_Extracted text:_
==================================================

At this point in his career he became an impresario, discovering new stars and managing radio, film and theatre productions, from ballets to circuses. His productions dominated the London theatres with such productions as The Merry Widow, Kiss Me, Kate, and Kismet.

In 1950 he reunited with a number of his former employees, many of whom had become successful in their own right, for that year's Royal Command Performance, billed as "The Band that Jack Built". Despite their success, Hylton resisted calls for his return to band-leading. There were rumours in 1954 that he would stand for Parliament from Bolton, where he was a prominent member of the local Labour Party branch.

In November 1955, he was contracted as Advisor of Light Entertainment to Associated-Rediffusion (A-R), winner of the London weekday franchise in the recently established ITV network. He founded Jack Hylton Television Productions, Ltd. in that same month to produce a range of light entertainment programming exclusively for A-R. In 1957 and 1958, A-R and Jack Hylton Productions made a half-hour series called "Jack Hylton's Monday Show". Although popular, the companies' productions were of low quality, with performers even apologising in front of millions of viewers at times. This in turn helped establish ITV's reputation for coarseness, a stigma it would only shake off by the 1970s. Hylton refused to renew his ITV contract in 1959; the last shows made by the company were broadcast in 1960.

==1960s==
In his final years Hylton was still producing stage shows, as well as taking a leading role in organising various Royal Command Performances, until his final stage production, Camelot, in 1965.

In 1965 a televised tribute to Hylton, The Stars Shine for Jack, was held in London on Sunday 30 May at the Theatre Royal, Drury Lane with many artists including Arthur Askey, the Crazy Gang, Marlene Dietrich, Dickie Henderson and Shirley Bassey.

==================================================

_Available data:_
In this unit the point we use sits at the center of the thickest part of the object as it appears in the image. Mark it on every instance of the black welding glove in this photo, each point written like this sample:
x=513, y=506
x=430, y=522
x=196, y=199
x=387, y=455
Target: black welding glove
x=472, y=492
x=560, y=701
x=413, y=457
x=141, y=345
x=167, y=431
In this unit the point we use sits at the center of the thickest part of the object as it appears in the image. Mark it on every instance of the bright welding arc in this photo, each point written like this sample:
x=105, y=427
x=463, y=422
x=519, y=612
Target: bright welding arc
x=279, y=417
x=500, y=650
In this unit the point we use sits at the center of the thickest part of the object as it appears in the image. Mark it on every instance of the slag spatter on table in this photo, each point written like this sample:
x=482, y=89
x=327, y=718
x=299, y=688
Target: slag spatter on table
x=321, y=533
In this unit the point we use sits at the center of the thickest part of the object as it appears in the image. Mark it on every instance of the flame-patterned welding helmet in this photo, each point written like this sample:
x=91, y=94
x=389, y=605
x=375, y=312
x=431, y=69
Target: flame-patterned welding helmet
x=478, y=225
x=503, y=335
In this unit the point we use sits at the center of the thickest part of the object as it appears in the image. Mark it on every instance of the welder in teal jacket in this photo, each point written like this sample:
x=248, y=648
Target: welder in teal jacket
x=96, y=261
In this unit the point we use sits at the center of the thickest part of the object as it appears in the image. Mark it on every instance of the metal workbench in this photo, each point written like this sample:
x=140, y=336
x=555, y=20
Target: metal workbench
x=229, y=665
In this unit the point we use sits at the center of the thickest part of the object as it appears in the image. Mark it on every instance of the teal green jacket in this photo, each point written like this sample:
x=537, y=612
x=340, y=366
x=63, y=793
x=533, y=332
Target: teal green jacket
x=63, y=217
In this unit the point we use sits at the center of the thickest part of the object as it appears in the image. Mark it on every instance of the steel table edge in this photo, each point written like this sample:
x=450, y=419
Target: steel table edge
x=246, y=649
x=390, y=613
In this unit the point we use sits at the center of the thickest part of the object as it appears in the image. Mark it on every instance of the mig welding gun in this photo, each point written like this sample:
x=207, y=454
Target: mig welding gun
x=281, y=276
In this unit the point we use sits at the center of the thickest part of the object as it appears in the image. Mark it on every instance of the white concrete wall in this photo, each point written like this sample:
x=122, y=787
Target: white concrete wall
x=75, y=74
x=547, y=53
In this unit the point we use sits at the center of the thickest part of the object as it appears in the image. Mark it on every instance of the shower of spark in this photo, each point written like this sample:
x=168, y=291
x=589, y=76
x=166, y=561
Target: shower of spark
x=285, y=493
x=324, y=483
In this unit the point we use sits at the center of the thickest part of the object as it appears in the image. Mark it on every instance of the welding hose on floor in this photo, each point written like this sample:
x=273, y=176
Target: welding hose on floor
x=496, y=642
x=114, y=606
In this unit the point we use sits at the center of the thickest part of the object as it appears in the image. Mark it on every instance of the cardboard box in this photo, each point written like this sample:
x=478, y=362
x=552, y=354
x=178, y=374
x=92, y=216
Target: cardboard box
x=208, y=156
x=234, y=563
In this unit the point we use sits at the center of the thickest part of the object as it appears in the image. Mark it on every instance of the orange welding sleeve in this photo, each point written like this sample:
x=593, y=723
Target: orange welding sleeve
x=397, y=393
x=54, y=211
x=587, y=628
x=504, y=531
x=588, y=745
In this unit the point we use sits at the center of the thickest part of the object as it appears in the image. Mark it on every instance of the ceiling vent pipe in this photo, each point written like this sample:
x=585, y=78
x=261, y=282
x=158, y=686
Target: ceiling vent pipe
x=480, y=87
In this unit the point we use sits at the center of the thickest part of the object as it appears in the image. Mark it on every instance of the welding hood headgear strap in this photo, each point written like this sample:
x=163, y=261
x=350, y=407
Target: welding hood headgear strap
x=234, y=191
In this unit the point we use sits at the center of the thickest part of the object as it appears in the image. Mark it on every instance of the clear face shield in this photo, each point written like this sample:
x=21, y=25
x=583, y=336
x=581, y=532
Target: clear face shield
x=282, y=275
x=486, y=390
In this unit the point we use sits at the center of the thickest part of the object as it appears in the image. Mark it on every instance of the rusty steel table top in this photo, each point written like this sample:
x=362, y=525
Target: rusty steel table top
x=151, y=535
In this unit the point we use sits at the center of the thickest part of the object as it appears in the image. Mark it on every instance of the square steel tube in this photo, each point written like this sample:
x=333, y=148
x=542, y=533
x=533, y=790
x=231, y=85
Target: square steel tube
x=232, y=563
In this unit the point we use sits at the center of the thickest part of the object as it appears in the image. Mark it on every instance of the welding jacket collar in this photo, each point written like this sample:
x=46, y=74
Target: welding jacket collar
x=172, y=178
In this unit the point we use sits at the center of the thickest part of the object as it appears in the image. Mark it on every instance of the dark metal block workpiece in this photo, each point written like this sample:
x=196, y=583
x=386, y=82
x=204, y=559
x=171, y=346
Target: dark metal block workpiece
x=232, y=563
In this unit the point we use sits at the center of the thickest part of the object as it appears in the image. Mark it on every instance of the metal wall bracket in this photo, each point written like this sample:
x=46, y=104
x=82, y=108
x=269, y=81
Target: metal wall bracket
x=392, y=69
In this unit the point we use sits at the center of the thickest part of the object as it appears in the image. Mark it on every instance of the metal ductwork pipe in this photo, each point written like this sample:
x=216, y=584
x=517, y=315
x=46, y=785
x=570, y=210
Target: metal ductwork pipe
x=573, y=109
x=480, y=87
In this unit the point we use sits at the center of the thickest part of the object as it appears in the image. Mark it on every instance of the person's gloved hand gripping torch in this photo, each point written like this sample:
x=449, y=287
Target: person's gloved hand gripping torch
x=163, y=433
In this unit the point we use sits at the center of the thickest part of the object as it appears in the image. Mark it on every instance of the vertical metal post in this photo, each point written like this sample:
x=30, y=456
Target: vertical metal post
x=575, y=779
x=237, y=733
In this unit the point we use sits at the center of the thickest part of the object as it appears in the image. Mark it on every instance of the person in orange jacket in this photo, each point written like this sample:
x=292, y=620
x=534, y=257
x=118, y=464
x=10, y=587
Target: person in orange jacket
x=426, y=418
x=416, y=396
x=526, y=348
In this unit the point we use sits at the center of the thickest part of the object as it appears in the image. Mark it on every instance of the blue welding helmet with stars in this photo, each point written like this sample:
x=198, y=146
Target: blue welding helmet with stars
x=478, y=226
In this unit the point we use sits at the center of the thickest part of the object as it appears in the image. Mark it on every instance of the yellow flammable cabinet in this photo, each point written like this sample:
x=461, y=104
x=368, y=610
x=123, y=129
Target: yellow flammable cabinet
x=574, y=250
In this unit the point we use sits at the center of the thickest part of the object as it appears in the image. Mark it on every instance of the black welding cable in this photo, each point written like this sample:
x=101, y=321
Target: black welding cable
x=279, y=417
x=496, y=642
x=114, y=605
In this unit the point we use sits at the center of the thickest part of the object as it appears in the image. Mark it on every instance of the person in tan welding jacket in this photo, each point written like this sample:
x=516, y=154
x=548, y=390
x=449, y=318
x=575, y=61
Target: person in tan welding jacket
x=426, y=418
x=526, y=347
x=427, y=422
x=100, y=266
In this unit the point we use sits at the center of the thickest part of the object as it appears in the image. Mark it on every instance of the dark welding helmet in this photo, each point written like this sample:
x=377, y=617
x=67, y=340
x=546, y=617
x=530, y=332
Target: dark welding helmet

==================================================

_Your task:_
Write the next part of the account of Jack Hylton's later career, picking up after its final sentence. The lines above have no role in this exercise.

_Answer to the problem:_
==Personal life==
Hylton was married twice; firstly in 1913 in St Asaph, Flintshire, Wales, to bandleader Ennis Parkes (born Florence Parkinson), whom he had met during his pierrot work. They separated in 1929, but remained relatively close until Parkes's death in 1957, despite the formation of a short-lived "Mrs. Jack Hylton Band" in the mid-1930s. During the 1930s he had a long affair with model Frederika Kogler ("Fifi"), with whom he had two daughters: Jackie (b. 1932) and Georgina (b. 1938). He also had a son, Jack (b. 1947) by a later affair with the singer and actress Pat Taylor and a daughter, Angela (b. 1965) by an affair with Rosalina Neri.

He secondly married in Geneva in 1963, to Australian model and beauty queen Beverley Prowse (1932–2000).

Hylton was decorated by the French government on two occasions for his contribution to the entertainment industry.

==Death==
On 26 January 1965, complaining of chest and stomach pains, Hylton was admitted to the London Clinic. He died there three days later, from a heart attack, aged 72. Hylton's spending habits and generosity left his estate with £242,288. Hylton said to his son during his latter years, "I won't leave you much, but we'll have a good laugh spending it while I'm here!" However, this equates to £4.6 million in 2018, when adjusted for inflation.

He is buried in the churchyard of St Catherine at Gosfield, Essex. His wife Beverley is buried beside him.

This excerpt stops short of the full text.